**Passage to read**.
>>>

The medical evidence consisted of the following: On the day following the accident Mrs. Johnson was examined by Dr. R.A. Harding. His report indicated she had suffered a bruised and swollen knee. In December 1981 the plaintiff was examined by Dr. Nesom for complaints of pain in her right knee. His reports reveal that on the December 15th visit the patient revealed pain and tenderness in the right joint of the right patella and fluid had collected on the patella. On a January 27, 1982, visit soft tissue swelling was seen about the anterior and superior confines of the right patella. In a September 22, 1982, report by Dr. Ray J. Beurlot, an orthopedic specialist, the doctor stated that an arthrogram had been performed and that arthroscopic surgery was done on the plaintiff's knee. The findings of both were within normal limits. He diagnosed the plaintiff as having a contusion of the right knee with degenerative arthritis. Dr. Michael E. Brunet, another orthopedic specialist, diagnosed the plaintiff in a February 1983 report as suffering from patella tendinitis without any "overt hard objective" clinical findings.

<<<

**Task**.
Copy out the entire passage on the medical evidence word for word. These records have nothing to do with the medical evidence text.

**The data**.

>>>

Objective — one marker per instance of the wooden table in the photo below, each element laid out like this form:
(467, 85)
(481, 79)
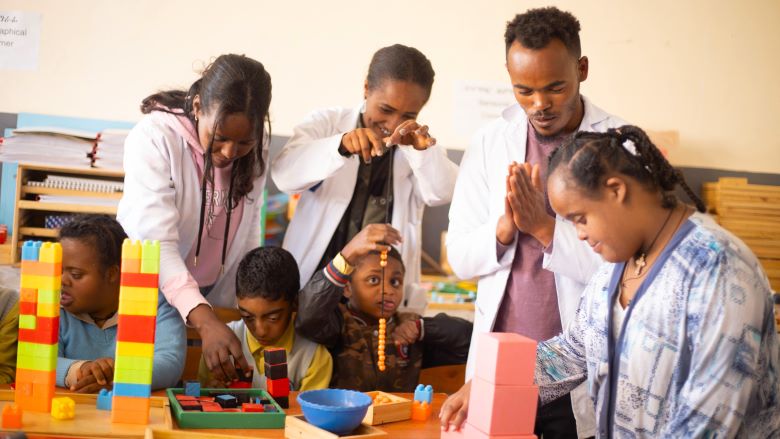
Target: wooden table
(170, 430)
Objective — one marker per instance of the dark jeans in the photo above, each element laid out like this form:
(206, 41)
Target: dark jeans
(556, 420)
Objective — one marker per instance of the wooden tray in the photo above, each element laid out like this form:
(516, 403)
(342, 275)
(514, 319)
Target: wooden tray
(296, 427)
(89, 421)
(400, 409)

<<<
>>>

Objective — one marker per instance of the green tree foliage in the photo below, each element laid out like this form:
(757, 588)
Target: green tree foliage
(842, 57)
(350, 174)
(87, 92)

<<<

**Output for this exercise**.
The medical evidence consisted of the following: On the day following the accident Mrs. Johnson was examined by Dr. R.A. Harding. His report indicated she had suffered a bruised and swollen knee. In December 1981 the plaintiff was examined by Dr. Nesom for complaints of pain in her right knee. His reports reveal that on the December 15th visit the patient revealed pain and tenderness in the right joint of the right patella and fluid had collected on the patella. On a January 27, 1982, visit soft tissue swelling was seen about the anterior and superior confines of the right patella. In a September 22, 1982, report by Dr. Ray J. Beurlot, an orthopedic specialist, the doctor stated that an arthrogram had been performed and that arthroscopic surgery was done on the plaintiff's knee. The findings of both were within normal limits. He diagnosed the plaintiff as having a contusion of the right knee with degenerative arthritis. Dr. Michael E. Brunet, another orthopedic specialist, diagnosed the plaintiff in a February 1983 report as suffering from patella tendinitis without any "overt hard objective" clinical findings.